### Aim of the task
Will you reproduce every item below line for line, with no changes?
++++++++++++++++++++
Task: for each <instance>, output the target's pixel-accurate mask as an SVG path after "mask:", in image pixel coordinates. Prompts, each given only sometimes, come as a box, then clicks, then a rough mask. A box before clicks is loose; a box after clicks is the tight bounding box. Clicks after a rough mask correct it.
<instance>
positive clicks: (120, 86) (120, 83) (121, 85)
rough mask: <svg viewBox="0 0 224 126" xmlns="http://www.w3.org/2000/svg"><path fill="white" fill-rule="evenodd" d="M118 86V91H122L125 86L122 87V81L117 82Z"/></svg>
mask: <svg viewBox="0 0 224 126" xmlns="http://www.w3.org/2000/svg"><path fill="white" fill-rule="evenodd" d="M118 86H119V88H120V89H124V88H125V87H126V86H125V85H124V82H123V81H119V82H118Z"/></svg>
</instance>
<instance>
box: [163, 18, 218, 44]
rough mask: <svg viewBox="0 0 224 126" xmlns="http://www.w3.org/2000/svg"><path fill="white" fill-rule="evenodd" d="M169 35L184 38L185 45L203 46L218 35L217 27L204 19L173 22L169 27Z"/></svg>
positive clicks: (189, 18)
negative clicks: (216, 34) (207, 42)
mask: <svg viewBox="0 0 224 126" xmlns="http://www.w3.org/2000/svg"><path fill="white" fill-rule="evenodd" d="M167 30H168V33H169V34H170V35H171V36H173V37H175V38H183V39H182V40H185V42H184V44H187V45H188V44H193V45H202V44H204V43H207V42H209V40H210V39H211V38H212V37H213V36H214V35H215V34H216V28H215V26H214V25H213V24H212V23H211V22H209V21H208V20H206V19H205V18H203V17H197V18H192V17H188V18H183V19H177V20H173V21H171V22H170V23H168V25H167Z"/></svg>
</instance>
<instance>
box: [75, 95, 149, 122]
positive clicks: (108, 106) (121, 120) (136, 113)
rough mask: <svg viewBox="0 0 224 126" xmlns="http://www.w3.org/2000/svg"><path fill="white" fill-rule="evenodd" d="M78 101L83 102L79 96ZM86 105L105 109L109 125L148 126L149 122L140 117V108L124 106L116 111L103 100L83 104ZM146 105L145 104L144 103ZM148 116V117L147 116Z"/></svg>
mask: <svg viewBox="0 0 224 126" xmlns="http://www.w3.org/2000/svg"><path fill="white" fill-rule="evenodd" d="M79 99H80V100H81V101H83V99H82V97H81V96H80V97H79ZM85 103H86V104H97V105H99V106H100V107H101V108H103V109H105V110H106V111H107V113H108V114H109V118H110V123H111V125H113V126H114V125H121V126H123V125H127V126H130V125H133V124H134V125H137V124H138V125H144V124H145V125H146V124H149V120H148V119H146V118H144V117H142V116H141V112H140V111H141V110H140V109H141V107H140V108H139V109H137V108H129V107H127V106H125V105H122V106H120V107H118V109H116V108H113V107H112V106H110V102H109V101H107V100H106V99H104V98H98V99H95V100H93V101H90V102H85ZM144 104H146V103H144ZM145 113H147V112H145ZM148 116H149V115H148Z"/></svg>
++++++++++++++++++++
### Exercise answer
Task: for each <instance>, output the target's pixel-accurate mask as an SVG path after "mask:", in image pixel coordinates. Prompts, each given only sometimes, come as a box, then clicks, then a rough mask. A box before clicks is loose; a box after clicks is the tight bounding box. Clicks after a rough mask correct it.
<instance>
positive clicks: (120, 86) (120, 83) (121, 85)
rough mask: <svg viewBox="0 0 224 126" xmlns="http://www.w3.org/2000/svg"><path fill="white" fill-rule="evenodd" d="M118 86V91H122L125 86L122 87V81L117 82Z"/></svg>
mask: <svg viewBox="0 0 224 126" xmlns="http://www.w3.org/2000/svg"><path fill="white" fill-rule="evenodd" d="M118 86H119V88H120V89H124V88H125V87H126V86H125V85H124V82H123V81H119V82H118Z"/></svg>
</instance>
<instance>
box: [163, 18, 218, 44]
rough mask: <svg viewBox="0 0 224 126" xmlns="http://www.w3.org/2000/svg"><path fill="white" fill-rule="evenodd" d="M169 35L184 38L185 45L203 46L218 35L217 27L204 19L173 22L169 27Z"/></svg>
positive clicks: (189, 18)
negative clicks: (216, 34) (207, 42)
mask: <svg viewBox="0 0 224 126" xmlns="http://www.w3.org/2000/svg"><path fill="white" fill-rule="evenodd" d="M167 30H168V33H169V34H170V35H171V36H173V37H175V38H183V39H182V40H185V42H184V44H187V45H188V44H193V45H202V44H204V43H207V42H209V40H210V39H211V38H212V37H213V36H214V35H215V34H216V28H215V26H214V25H213V24H212V23H211V22H209V21H208V20H206V19H205V18H203V17H197V18H192V17H188V18H183V19H177V20H173V21H171V22H170V23H168V25H167Z"/></svg>
</instance>
<instance>
box: [75, 95, 149, 122]
positive clicks: (108, 106) (121, 120) (136, 113)
rough mask: <svg viewBox="0 0 224 126" xmlns="http://www.w3.org/2000/svg"><path fill="white" fill-rule="evenodd" d="M78 101L83 102L79 96ZM86 105L105 109L109 125L148 126L149 122L140 117V108L124 106L116 111L103 100L83 104ZM146 105L145 104L144 103ZM148 116V117L147 116Z"/></svg>
mask: <svg viewBox="0 0 224 126" xmlns="http://www.w3.org/2000/svg"><path fill="white" fill-rule="evenodd" d="M79 99H80V100H81V101H83V99H82V97H81V96H80V97H79ZM85 103H86V104H97V105H99V106H100V107H101V108H103V109H105V110H106V111H107V113H108V114H109V118H110V123H111V125H113V126H114V125H121V126H123V125H127V126H130V125H133V124H134V125H137V124H138V125H144V124H145V125H146V124H149V120H148V119H146V118H144V117H142V116H141V112H140V111H141V110H140V109H141V107H140V108H139V109H137V108H129V107H127V106H125V105H122V106H120V107H118V109H116V108H113V107H112V106H110V102H109V101H107V100H106V99H104V98H98V99H95V100H93V101H90V102H85ZM144 104H146V103H144ZM145 113H147V112H145ZM148 116H149V115H148Z"/></svg>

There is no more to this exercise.